Task item A: In the opinion piece on North Korea below, write out the stretch from "The same rationale" through "though, it is not." word for word.
Task item B: Write what comes next in the opinion piece on North Korea, picking up after its final sentence.

··· Reading text ···

The shooting death at the Mount Kumgang resort generated no more than a curt apology from the North. That being the case, we can probably expect nothing more following the flood tragedy.

All of this has left our president to sigh, “The North’s view on human lives seems different than ours.” So true. But what’s even more important is to ask: What motivates the North Koreans to take the lives of their neighbors so lightly? Moreover, what kind of precautions should we take?

While recently visiting the Manchuria region to trace the last steps of independent fighter An Jung-geun, we stopped by a place near Harbin that served as the camp for Unit 731. There, the Imperial Army of Japan conducted experiments for biological weapons for possible use in the Sino-Japanese War and World War II. People were shoved into a high-pressure chamber or hung upside down to see how long they could live before bleeding or suffocating to death.

In another area, prisoners were exposed to extreme temperatures to see how long it takes someone to die of hypothermia. The victims, mostly Chinese and Korean, were called “maruta,” meaning logs, and the camp was reported to the authorities as a lumber mill. The Nazis committed similar atrocities against the Jews. If they do not stem from pure insanity, what can explain these monstrous actions?

They were in fact a form of insanity, with the Japanese immersed in the idea of military imperialism while Nazi Germany sank into totalitarianism. No other values were tolerated, and none mattered apart from war victories and national glory.

The same rationale makes extreme Muslim groups say that terrorist acts are justified. When fanaticism strikes, everything else is secondary to absolute religious or ideological values. When madness permeates a society, that society becomes subject to dictatorship.

North Korea takes human life lightly because its thinking is entirely dominated by the juche ideology, leaving little room for other values. For the sake of juche ideology, leaders can kill millions of their own people as well as others.

Some think that North Korea develops nuclear weapons for deterrence and doubt they would be used against people of their own race. But they are wrong. Once fanatically motivated, the North could fire nuclear bombs any time, which makes it more frightening. Some people may criticize such thinking as mere Cold War rhetoric. Unfortunately, though, it is not.

The essence of our reunification policy lies in economic cooperation. The idea is to improve North Korean living standards and to peacefully coexist with the North. But is that possible? The Nazis and Japanese did not commit atrocities and provoke world war because they were poor.

··· Extracted records ···

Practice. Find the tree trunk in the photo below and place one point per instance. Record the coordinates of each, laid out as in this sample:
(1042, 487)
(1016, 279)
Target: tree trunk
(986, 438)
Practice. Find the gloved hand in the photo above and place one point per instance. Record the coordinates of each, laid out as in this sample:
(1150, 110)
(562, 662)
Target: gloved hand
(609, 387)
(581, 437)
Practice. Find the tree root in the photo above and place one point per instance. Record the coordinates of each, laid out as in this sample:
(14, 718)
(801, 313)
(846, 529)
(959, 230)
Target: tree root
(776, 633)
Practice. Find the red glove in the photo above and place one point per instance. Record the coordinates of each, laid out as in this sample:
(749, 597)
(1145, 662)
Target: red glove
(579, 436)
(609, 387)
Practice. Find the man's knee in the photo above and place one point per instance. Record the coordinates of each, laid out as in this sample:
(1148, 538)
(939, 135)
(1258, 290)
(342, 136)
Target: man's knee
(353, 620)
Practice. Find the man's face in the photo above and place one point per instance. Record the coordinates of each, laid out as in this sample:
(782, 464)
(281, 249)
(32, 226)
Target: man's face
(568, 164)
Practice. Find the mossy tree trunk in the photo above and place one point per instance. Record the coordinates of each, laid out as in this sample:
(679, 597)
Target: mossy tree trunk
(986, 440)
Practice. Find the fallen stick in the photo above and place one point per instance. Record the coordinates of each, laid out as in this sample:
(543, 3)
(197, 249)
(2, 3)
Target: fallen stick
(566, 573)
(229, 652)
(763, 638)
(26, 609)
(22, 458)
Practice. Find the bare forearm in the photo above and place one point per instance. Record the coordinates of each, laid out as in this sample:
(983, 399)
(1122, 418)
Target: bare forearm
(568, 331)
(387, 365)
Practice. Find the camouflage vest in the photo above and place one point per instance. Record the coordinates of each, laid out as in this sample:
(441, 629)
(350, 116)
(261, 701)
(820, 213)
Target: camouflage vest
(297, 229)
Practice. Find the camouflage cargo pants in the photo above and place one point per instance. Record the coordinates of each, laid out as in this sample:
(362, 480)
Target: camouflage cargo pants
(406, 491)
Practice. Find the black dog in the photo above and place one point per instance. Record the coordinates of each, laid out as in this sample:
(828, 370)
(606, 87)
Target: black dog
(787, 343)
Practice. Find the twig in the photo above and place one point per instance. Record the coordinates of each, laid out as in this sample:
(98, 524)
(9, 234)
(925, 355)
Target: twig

···

Task result A:
The same rationale makes extreme Muslim groups say that terrorist acts are justified. When fanaticism strikes, everything else is secondary to absolute religious or ideological values. When madness permeates a society, that society becomes subject to dictatorship.

North Korea takes human life lightly because its thinking is entirely dominated by the juche ideology, leaving little room for other values. For the sake of juche ideology, leaders can kill millions of their own people as well as others.

Some think that North Korea develops nuclear weapons for deterrence and doubt they would be used against people of their own race. But they are wrong. Once fanatically motivated, the North could fire nuclear bombs any time, which makes it more frightening. Some people may criticize such thinking as mere Cold War rhetoric. Unfortunately, though, it is not.

Task result B:
Even if the North Koreans were suddenly better off economically, they would still pose a potential danger as long as they are tied to absolute authoritarianism. Economic prosperity, of course, could broaden their thinking. But a better economy can free military power and culminate in greater danger under an authoritarian mindset.

Former U.S. President Ronald Reagan knew well the perils of communist absolutism. His aides advised that summit talks with Soviet leader Mikhail Gorbachev primarily focus on cuts in nuclear arms. But secretly, Reagan had another topic of discussion in mind. He wanted to persuade Gorbachev to allow freedom of religion in the Soviet Union so that religion could dilute the absolute standing of communism. According to notes of the meeting revealed in a March 7 article in The Wall Street Journal, Reagan asked Gorbachev if he would consider allowing people of any religion - whether Muslims, Jews, Protestants or members of the Ukrainian Church - to attend the church of their choice. He believed “one [religious] freedom will lead to another and another,” proving more effective than arms control.

For humanitarian reasons, we must help the North Koreans. But more importantly, we must show them that there exists many more values and ideologies than communism and juche. If they find these values, they won’t easily fall prey to fanaticism. Certain freedoms of religion should be allowed in North Korea, as in China. A growing economy without simultaneous development in philosophical outlook can be as dangerous as a savage dinosaur.


*The writer is a senior columnist of the JoongAng Ilbo.